SUPPLIED INFORMATION: Begin

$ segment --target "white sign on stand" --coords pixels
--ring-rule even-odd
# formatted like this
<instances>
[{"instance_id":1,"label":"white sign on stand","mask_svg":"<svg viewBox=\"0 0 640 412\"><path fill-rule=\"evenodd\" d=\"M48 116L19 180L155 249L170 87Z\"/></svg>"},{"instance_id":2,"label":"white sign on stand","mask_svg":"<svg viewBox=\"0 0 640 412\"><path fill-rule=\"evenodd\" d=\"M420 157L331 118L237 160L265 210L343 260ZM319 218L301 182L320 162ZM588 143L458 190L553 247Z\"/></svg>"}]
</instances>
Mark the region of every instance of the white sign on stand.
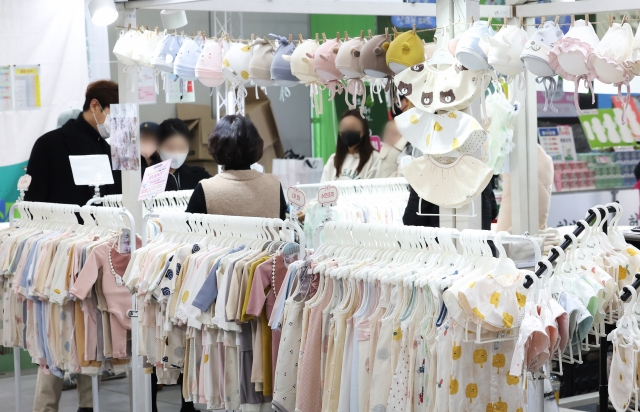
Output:
<instances>
[{"instance_id":1,"label":"white sign on stand","mask_svg":"<svg viewBox=\"0 0 640 412\"><path fill-rule=\"evenodd\" d=\"M103 186L113 184L111 163L107 155L69 156L76 185Z\"/></svg>"},{"instance_id":2,"label":"white sign on stand","mask_svg":"<svg viewBox=\"0 0 640 412\"><path fill-rule=\"evenodd\" d=\"M147 167L142 177L138 200L146 200L164 192L169 178L169 169L171 169L171 159Z\"/></svg>"},{"instance_id":3,"label":"white sign on stand","mask_svg":"<svg viewBox=\"0 0 640 412\"><path fill-rule=\"evenodd\" d=\"M287 189L287 200L289 200L289 204L297 209L302 209L304 205L307 204L307 198L304 192L295 186Z\"/></svg>"}]
</instances>

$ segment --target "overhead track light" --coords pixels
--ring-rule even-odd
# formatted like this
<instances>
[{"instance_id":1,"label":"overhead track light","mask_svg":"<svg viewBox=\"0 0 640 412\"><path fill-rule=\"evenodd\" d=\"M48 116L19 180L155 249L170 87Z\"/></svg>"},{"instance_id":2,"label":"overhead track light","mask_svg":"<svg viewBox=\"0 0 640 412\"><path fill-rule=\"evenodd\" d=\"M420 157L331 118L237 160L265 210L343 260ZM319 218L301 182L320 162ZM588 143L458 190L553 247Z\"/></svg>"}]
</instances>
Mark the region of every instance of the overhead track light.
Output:
<instances>
[{"instance_id":1,"label":"overhead track light","mask_svg":"<svg viewBox=\"0 0 640 412\"><path fill-rule=\"evenodd\" d=\"M113 0L91 0L89 14L96 26L108 26L118 18L118 10Z\"/></svg>"},{"instance_id":2,"label":"overhead track light","mask_svg":"<svg viewBox=\"0 0 640 412\"><path fill-rule=\"evenodd\" d=\"M187 25L187 13L184 10L162 10L162 26L167 30L179 29Z\"/></svg>"}]
</instances>

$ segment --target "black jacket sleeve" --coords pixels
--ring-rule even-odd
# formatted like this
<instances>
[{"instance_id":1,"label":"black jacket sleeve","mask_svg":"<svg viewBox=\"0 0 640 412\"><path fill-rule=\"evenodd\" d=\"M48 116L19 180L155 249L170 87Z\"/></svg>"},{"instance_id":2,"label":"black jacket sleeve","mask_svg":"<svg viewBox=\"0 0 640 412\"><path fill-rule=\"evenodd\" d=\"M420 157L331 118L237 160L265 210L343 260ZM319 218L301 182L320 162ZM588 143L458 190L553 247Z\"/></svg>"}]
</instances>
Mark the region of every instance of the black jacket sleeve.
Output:
<instances>
[{"instance_id":1,"label":"black jacket sleeve","mask_svg":"<svg viewBox=\"0 0 640 412\"><path fill-rule=\"evenodd\" d=\"M280 219L285 220L287 218L287 199L284 197L284 190L280 185Z\"/></svg>"},{"instance_id":2,"label":"black jacket sleeve","mask_svg":"<svg viewBox=\"0 0 640 412\"><path fill-rule=\"evenodd\" d=\"M407 203L407 208L404 210L402 222L406 226L438 227L440 225L439 216L418 216L418 210L420 210L421 213L428 214L440 213L440 208L437 205L429 203L424 199L420 206L420 196L409 186L409 202Z\"/></svg>"},{"instance_id":3,"label":"black jacket sleeve","mask_svg":"<svg viewBox=\"0 0 640 412\"><path fill-rule=\"evenodd\" d=\"M636 168L633 169L633 174L636 175L636 180L640 180L640 163L638 163Z\"/></svg>"},{"instance_id":4,"label":"black jacket sleeve","mask_svg":"<svg viewBox=\"0 0 640 412\"><path fill-rule=\"evenodd\" d=\"M31 176L29 190L25 193L25 200L29 202L48 202L51 178L54 175L51 170L51 157L48 139L40 137L31 149L27 174Z\"/></svg>"},{"instance_id":5,"label":"black jacket sleeve","mask_svg":"<svg viewBox=\"0 0 640 412\"><path fill-rule=\"evenodd\" d=\"M191 199L189 199L189 204L187 205L187 213L202 213L207 214L207 201L204 197L204 190L202 190L202 185L198 183L195 189L193 189L193 194L191 194Z\"/></svg>"}]
</instances>

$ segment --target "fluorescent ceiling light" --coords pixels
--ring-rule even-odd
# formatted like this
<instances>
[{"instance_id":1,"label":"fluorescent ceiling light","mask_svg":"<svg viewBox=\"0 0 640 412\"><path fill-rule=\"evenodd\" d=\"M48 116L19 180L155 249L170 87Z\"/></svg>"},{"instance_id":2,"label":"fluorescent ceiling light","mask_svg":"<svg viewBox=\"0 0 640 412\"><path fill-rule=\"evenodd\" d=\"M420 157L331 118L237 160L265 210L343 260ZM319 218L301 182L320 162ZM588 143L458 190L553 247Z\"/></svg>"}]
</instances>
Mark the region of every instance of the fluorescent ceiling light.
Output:
<instances>
[{"instance_id":1,"label":"fluorescent ceiling light","mask_svg":"<svg viewBox=\"0 0 640 412\"><path fill-rule=\"evenodd\" d=\"M89 14L96 26L108 26L118 18L118 10L113 0L91 0Z\"/></svg>"},{"instance_id":2,"label":"fluorescent ceiling light","mask_svg":"<svg viewBox=\"0 0 640 412\"><path fill-rule=\"evenodd\" d=\"M184 10L162 10L162 27L167 30L179 29L187 25L187 13Z\"/></svg>"}]
</instances>

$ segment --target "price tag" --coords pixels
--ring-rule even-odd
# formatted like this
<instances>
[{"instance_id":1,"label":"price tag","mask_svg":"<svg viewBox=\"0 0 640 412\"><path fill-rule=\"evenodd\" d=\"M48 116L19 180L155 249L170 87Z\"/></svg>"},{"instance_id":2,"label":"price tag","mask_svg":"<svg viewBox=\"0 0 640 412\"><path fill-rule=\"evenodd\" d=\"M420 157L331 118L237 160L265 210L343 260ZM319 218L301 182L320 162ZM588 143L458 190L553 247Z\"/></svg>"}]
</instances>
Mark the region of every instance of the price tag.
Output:
<instances>
[{"instance_id":1,"label":"price tag","mask_svg":"<svg viewBox=\"0 0 640 412\"><path fill-rule=\"evenodd\" d=\"M107 155L69 156L73 181L77 186L113 184L111 163Z\"/></svg>"},{"instance_id":2,"label":"price tag","mask_svg":"<svg viewBox=\"0 0 640 412\"><path fill-rule=\"evenodd\" d=\"M29 185L31 184L31 176L24 175L18 179L18 190L29 190Z\"/></svg>"},{"instance_id":3,"label":"price tag","mask_svg":"<svg viewBox=\"0 0 640 412\"><path fill-rule=\"evenodd\" d=\"M289 203L298 209L302 209L304 205L307 204L307 198L304 195L304 192L295 186L291 186L287 189L287 200L289 200Z\"/></svg>"},{"instance_id":4,"label":"price tag","mask_svg":"<svg viewBox=\"0 0 640 412\"><path fill-rule=\"evenodd\" d=\"M380 149L382 149L382 140L380 139L380 136L371 136L369 140L371 140L371 146L373 146L376 152L379 152Z\"/></svg>"},{"instance_id":5,"label":"price tag","mask_svg":"<svg viewBox=\"0 0 640 412\"><path fill-rule=\"evenodd\" d=\"M171 169L171 159L147 167L142 177L138 200L146 200L164 192L169 178L169 169Z\"/></svg>"},{"instance_id":6,"label":"price tag","mask_svg":"<svg viewBox=\"0 0 640 412\"><path fill-rule=\"evenodd\" d=\"M318 190L318 203L323 207L335 206L338 202L338 188L332 185L326 185Z\"/></svg>"}]
</instances>

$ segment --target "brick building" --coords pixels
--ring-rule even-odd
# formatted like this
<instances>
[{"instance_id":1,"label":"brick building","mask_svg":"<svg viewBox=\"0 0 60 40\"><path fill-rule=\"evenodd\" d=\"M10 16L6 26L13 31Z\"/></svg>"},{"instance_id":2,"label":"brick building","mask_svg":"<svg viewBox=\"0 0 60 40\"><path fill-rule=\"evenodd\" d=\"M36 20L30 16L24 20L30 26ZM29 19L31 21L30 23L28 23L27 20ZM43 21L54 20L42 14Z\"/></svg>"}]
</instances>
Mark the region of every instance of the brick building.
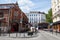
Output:
<instances>
[{"instance_id":1,"label":"brick building","mask_svg":"<svg viewBox=\"0 0 60 40\"><path fill-rule=\"evenodd\" d=\"M28 18L21 11L18 3L0 4L0 27L6 27L7 30L14 29L14 31L19 31L19 29L27 27L27 23Z\"/></svg>"}]
</instances>

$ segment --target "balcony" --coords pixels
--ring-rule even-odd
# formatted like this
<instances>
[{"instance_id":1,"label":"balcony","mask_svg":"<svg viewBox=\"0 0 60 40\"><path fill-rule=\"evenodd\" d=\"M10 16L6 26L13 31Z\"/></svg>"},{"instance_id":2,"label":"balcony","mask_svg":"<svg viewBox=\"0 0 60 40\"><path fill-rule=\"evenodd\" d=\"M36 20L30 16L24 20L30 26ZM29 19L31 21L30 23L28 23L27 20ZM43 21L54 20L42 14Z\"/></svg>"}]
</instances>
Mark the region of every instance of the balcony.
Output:
<instances>
[{"instance_id":1,"label":"balcony","mask_svg":"<svg viewBox=\"0 0 60 40\"><path fill-rule=\"evenodd\" d=\"M58 10L58 11L53 15L52 18L55 18L55 17L57 17L57 16L60 16L60 10Z\"/></svg>"}]
</instances>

SUPPLIED INFORMATION: End

When the line containing "Mark the region of every instance of the white" is reached, include it and stop. Until then, output each line of the entries exactly as given, starting from the first.

$ segment --target "white sign on stand" --coords pixels
--ring-rule even-odd
# formatted like this
<instances>
[{"instance_id":1,"label":"white sign on stand","mask_svg":"<svg viewBox=\"0 0 640 412\"><path fill-rule=\"evenodd\" d=\"M48 116L19 180L155 249L170 87Z\"/></svg>"},{"instance_id":2,"label":"white sign on stand","mask_svg":"<svg viewBox=\"0 0 640 412\"><path fill-rule=\"evenodd\" d=\"M420 157L331 118L237 160L265 210L343 260ZM319 218L301 182L320 162ZM588 143L458 190L553 247Z\"/></svg>"}]
</instances>
Mark the region of every instance of the white sign on stand.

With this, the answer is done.